[Point labeling examples]
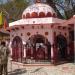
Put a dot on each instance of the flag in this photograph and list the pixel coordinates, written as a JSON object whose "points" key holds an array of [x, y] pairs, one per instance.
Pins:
{"points": [[5, 23], [1, 19]]}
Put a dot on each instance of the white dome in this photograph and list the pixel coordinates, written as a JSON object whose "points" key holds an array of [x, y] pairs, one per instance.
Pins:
{"points": [[38, 8]]}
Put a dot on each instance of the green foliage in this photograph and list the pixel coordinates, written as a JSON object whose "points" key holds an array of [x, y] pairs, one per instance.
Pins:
{"points": [[14, 8]]}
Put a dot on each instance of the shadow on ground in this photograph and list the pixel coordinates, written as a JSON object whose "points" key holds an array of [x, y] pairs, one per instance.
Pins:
{"points": [[18, 72]]}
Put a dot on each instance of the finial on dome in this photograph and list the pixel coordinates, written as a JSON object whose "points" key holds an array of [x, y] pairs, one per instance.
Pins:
{"points": [[38, 1]]}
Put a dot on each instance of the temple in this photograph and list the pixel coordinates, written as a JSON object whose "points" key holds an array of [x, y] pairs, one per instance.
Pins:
{"points": [[41, 36]]}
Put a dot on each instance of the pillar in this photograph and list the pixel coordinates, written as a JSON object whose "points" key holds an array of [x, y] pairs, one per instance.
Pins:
{"points": [[54, 52]]}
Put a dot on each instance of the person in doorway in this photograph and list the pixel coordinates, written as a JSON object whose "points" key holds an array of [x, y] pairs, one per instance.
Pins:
{"points": [[4, 52]]}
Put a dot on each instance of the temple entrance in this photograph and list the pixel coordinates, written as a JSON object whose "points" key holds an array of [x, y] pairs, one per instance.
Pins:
{"points": [[38, 48], [62, 47], [17, 49]]}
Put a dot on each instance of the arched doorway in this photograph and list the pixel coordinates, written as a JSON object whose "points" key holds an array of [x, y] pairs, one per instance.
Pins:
{"points": [[17, 49], [38, 48], [62, 47]]}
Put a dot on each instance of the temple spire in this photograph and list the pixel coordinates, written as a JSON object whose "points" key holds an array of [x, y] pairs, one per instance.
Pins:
{"points": [[38, 1]]}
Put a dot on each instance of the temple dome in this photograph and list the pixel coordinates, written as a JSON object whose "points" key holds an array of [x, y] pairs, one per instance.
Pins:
{"points": [[38, 10]]}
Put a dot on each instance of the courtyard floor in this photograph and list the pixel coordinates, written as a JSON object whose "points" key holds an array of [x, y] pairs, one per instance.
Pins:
{"points": [[15, 68]]}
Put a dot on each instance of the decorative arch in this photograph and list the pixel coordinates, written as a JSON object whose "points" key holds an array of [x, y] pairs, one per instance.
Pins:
{"points": [[54, 15], [61, 42], [38, 47], [49, 14], [41, 14], [27, 15], [17, 49], [34, 15], [24, 16]]}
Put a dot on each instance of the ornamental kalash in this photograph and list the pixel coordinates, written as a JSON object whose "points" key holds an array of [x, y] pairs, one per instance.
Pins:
{"points": [[40, 36]]}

Job
Write the records above out again exactly, with no pictures in your copy.

Output
Put a dot on each instance of the flag in this photograph and list the pixel coordinates, written as a JSON object whose "points" key holds an array of [x, y] pairs, one per instance.
Pins:
{"points": [[5, 23], [1, 19]]}
Put a dot on each instance of the white dome in this photograph and list the pixel coordinates, written as a JSON object whose "points" key holds an array of [x, y] pairs, one per instance.
Pins:
{"points": [[38, 8]]}
Put a dot on each instance of the green foliage in this photograph and list the pixel coordinates, written as a JSON object whose "points" key holds an array of [x, y] pairs, one per instance.
Pins:
{"points": [[14, 8]]}
Put a dot on each instance of the shadow on ground in this photograph and list the pixel coordinates, written as a JSON object whose "points" key holds an array of [x, y] pairs, one per instance.
Pins:
{"points": [[18, 72]]}
Put a dot on each instance of the finial on dome in this photograph and list the pixel coordinates, written as a JSON object whose "points" key holds an array of [x, y] pairs, one per instance.
Pins:
{"points": [[38, 1]]}
Put a dot on each instance of the temple in this photograph and list the pixel coordinates, written as a JSON object whose "points" key holds an array of [x, y] pairs, one per instance.
Pins:
{"points": [[41, 36]]}
Put a dot on each instance of the pillar in this photograph and list the pixel coordinates, written as a JSON object whose "points" key holds an array of [x, y] pairs, one per instance.
Pins:
{"points": [[54, 52]]}
Put a dot on each instance of the person in doorway in this photograph and list the pixel coordinates, written as a JSON object whose "points" key holds an array of [x, y] pairs, one per instance.
Pins:
{"points": [[4, 52]]}
Put a dot on each instance of the temple entrance in this photograph and list the pixel coordinates, written as a JSON object whose "points" key holds an array of [x, y] pairs, one per instance.
Pins:
{"points": [[38, 48], [62, 47], [17, 49]]}
Put a dot on each instance of the arched doorway in this photograph and list the pixel coordinates, written as a JSON object whose "points" key holds an array of [x, y] pairs, one per instance.
Pins:
{"points": [[17, 49], [38, 48], [62, 47]]}
Put a dot on each instance of the temple spire in this photograph and list the pixel coordinates, written as a JSON object whose "points" key holds an array of [x, y] pairs, one per instance.
Pins:
{"points": [[38, 1]]}
Put a dot on each instance of the temple dome in this photograph and list the pixel coordinates, written as a JSON object whose "points" key holds an array of [x, y] pairs, one per instance.
Pins:
{"points": [[38, 10]]}
Put a dot on each instance of the courtyard floor in this photograph and list the pixel coordinates, written as a JSON object whose "points" key holds an array of [x, y] pairs, one per instance.
Pins:
{"points": [[15, 68]]}
Put a dot on each instance of the decorative arch in this photograph and list the pixel coordinates, written as a JSON object whose "points" key holds an array of [x, y] pairs, one per instance.
Pins:
{"points": [[54, 15], [61, 42], [38, 47], [49, 14], [41, 14], [27, 15], [17, 49], [34, 15], [24, 16]]}
Put a dot on each instance of the ornamental kalash in this photograph and list the pixel coordinates, written as a JSON object whose "points" key holds an array of [x, y] pairs, one per instance.
Pins:
{"points": [[40, 36]]}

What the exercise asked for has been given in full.